Supplied material
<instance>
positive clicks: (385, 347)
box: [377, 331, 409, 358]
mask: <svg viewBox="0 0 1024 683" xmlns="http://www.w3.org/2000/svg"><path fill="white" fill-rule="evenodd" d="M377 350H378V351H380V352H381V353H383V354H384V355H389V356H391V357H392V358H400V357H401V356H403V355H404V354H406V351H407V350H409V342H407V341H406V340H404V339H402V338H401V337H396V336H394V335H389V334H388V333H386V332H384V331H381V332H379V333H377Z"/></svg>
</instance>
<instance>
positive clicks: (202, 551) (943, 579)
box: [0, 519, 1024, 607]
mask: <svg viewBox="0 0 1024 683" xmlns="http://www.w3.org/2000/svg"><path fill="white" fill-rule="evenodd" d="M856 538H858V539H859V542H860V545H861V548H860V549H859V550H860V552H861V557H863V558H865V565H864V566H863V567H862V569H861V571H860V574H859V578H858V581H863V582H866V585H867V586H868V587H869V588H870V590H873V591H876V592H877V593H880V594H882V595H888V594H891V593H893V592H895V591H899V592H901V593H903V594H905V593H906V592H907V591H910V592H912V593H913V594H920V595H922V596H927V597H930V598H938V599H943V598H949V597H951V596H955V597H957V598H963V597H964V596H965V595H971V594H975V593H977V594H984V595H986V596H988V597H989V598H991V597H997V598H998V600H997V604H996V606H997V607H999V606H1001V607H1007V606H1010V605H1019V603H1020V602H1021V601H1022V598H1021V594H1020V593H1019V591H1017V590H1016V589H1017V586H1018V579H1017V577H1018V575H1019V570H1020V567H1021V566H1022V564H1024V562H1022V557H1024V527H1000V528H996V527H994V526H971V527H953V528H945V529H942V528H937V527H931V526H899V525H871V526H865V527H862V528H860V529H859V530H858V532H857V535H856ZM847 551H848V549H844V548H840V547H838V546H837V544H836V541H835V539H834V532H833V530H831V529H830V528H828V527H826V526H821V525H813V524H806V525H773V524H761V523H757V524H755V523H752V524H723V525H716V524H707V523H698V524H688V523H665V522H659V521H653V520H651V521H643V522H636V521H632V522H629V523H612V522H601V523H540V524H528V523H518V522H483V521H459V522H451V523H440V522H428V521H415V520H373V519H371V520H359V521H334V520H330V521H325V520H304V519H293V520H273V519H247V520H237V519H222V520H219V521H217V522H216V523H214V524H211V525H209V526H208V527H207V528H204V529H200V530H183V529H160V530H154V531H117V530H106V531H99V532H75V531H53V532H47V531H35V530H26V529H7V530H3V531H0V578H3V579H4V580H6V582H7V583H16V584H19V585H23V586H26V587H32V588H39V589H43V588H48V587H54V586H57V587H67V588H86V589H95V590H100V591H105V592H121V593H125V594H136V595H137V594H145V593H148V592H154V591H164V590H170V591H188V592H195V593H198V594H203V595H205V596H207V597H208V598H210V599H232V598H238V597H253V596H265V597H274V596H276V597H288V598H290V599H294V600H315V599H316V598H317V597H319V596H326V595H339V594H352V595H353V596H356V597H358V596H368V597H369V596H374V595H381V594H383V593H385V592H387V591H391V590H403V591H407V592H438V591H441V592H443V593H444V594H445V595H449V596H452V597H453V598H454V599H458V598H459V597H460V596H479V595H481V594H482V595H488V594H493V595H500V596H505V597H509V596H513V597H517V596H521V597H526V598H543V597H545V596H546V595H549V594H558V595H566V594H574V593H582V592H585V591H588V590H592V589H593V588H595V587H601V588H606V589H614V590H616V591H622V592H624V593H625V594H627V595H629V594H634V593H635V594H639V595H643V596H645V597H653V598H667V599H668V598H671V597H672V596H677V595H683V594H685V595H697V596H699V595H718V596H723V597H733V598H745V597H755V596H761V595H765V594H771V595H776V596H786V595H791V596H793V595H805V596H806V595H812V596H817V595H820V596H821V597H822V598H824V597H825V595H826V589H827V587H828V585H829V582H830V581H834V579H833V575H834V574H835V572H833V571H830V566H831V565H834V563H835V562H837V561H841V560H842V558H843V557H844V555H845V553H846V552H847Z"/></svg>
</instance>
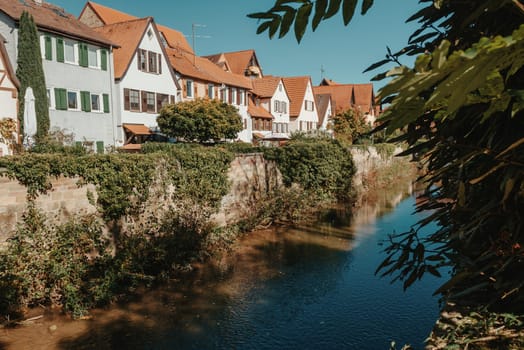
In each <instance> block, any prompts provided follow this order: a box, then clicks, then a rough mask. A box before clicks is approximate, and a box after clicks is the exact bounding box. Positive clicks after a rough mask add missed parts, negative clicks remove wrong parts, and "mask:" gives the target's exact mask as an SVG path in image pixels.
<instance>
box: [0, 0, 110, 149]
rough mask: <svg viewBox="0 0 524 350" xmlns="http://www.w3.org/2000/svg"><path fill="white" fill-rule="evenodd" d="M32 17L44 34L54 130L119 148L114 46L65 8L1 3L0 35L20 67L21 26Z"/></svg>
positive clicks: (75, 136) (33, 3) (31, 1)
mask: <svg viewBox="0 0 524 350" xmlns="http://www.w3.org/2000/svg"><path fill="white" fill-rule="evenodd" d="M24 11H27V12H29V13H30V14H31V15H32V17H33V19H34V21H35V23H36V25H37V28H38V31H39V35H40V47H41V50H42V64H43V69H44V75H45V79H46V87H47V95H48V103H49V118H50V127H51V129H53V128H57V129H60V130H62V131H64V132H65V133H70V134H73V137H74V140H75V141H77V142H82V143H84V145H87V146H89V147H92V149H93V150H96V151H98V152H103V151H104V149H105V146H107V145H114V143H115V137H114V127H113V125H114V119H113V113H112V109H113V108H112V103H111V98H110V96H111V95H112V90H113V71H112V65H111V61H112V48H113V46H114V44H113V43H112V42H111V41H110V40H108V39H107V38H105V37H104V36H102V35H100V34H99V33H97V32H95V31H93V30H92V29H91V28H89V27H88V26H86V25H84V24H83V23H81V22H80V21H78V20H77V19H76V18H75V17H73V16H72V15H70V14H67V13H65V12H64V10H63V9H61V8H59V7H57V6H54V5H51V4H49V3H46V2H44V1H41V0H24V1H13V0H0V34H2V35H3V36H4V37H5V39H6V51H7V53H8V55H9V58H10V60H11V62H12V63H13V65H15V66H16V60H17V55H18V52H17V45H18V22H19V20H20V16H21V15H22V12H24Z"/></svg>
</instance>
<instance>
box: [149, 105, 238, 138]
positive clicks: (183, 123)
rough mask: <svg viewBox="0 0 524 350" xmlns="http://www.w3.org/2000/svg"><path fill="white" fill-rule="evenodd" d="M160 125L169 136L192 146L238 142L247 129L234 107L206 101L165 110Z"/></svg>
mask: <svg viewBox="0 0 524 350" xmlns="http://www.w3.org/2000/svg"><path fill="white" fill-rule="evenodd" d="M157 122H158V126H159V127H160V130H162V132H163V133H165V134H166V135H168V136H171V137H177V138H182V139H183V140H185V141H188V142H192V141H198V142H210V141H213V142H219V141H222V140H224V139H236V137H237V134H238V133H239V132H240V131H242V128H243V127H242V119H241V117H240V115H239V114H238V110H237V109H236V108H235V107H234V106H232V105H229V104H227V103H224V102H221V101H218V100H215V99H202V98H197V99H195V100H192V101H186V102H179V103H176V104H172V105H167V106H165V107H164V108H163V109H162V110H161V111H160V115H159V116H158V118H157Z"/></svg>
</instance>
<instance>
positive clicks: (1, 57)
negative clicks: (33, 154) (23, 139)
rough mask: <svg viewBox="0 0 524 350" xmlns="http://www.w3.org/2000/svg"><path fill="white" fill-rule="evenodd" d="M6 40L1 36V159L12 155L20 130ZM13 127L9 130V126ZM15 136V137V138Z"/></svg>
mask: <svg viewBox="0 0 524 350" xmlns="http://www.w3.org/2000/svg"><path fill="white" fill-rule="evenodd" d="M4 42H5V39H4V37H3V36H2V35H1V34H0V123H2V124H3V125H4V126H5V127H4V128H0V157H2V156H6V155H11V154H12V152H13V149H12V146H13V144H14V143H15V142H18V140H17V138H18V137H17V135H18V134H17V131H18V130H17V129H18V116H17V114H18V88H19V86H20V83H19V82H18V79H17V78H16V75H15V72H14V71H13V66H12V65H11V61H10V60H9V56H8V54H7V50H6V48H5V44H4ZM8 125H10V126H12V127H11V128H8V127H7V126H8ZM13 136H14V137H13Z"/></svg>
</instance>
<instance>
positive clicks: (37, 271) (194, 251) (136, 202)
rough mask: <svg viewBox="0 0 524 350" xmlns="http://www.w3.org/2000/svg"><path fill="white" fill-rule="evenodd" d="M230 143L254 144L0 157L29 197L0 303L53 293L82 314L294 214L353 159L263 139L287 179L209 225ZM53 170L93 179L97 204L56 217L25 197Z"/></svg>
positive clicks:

Action item
Gather every line above that contains the word "clicks". Case counts, so match capitals and lowercase exactly.

Task answer
positive clicks: (385, 347)
positive clicks: (202, 551) (943, 579)
In each <instance> block, any prompts provided follow this order: a box, then clicks, then a rough mask. A box before clicks is approximate, and a box after clicks is the exact bounding box. Positive clicks after a rough mask add missed parts, negative clicks remove wrong parts, and "mask:" gives the target's exact mask as an SVG path in image pixels.
positive clicks: (75, 136) (33, 3) (31, 1)
positive clicks: (183, 123)
positive clicks: (1, 57)
negative clicks: (33, 154) (23, 139)
positive clicks: (37, 271) (194, 251) (136, 202)
positive clicks:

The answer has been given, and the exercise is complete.